>> begin SOURCE PASSAGE

Studio album by Squarepusher
- Released: 20 April 2015
- Genre: Drum and bass, IDM, drill 'n' bass, glitch
- Length: 43:25
- Label: Warp
- Producer: Tom Jenkinson

Squarepusher chronology
| Music for Robots (2014) | Damogen Furies (2015) | Elektrac (2017) |

= Damogen Furies =

Damogen Furies is the eleventh studio album by British electronic musician Squarepusher. It was announced on 18 February 2015 and released on 20 April 2015. Along with the announcement of the album, the third track, "Rayc Fire 2", was released for free on Squarepusher's site, on which a series of live dates in support of the album were also announced.

==Critical reception==

Daryl Keating of Exclaim! wrote that Damogen Furies is "a scattershot release, but one that's definitely worth exploring," citing "a return to the jazz-fuelled, IDM-inflected drum & bass of Squarepusher's heyday" while also remaining "stuck in the fantasy world that has marred his last few releases."

>> end SOURCE PASSAGE
>> begin GIVEN RECORDS

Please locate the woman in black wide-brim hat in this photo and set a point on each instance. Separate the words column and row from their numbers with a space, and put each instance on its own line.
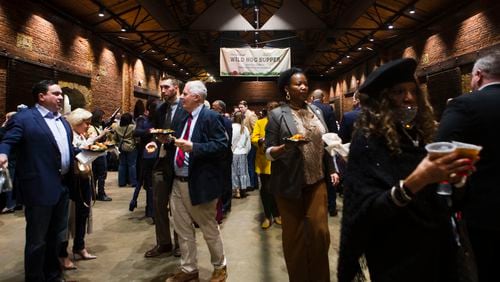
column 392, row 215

>> end GIVEN RECORDS
>> begin GIVEN RECORDS

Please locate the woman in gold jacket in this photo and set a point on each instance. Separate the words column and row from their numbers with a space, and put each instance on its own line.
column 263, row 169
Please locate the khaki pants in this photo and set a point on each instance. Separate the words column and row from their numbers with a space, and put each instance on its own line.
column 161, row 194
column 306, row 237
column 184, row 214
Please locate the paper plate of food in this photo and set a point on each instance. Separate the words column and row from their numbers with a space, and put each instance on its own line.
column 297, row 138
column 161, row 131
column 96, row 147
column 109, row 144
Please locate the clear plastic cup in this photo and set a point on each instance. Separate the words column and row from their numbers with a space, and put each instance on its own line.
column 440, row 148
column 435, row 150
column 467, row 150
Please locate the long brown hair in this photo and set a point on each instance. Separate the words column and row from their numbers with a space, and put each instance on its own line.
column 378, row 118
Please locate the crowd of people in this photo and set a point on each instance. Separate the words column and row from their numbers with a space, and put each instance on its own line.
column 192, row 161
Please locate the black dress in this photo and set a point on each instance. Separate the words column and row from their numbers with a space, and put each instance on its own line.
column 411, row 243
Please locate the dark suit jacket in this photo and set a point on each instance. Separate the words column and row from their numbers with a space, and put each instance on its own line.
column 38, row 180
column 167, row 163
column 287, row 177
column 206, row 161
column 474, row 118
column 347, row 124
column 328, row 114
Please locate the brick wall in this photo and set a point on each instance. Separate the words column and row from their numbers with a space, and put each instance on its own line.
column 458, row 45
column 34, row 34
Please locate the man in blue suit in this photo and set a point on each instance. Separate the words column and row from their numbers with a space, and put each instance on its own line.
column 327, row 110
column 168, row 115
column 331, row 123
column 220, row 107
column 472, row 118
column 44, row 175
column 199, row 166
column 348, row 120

>> end GIVEN RECORDS
>> begin GIVEN RECORDS

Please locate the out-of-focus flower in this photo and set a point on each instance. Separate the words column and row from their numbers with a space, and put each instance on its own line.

>> end GIVEN RECORDS

* PROBLEM TO SOLVE:
Decide whether each statement agrees with the Damogen Furies article, answering yes or no and quoting the deciding words: (a) The album was announced on 18 February 2015. (b) The first track was released for free when the album was announced. (c) Daryl Keating described the album as a scattershot release. Rely on the Damogen Furies article alone.

* WRITTEN ANSWER:
(a) Yes: "It was announced on 18 February 2015"
(b) No: "the third track, "Rayc Fire 2", was released for free"
(c) Yes: "a scattershot release, but one that's definitely worth exploring"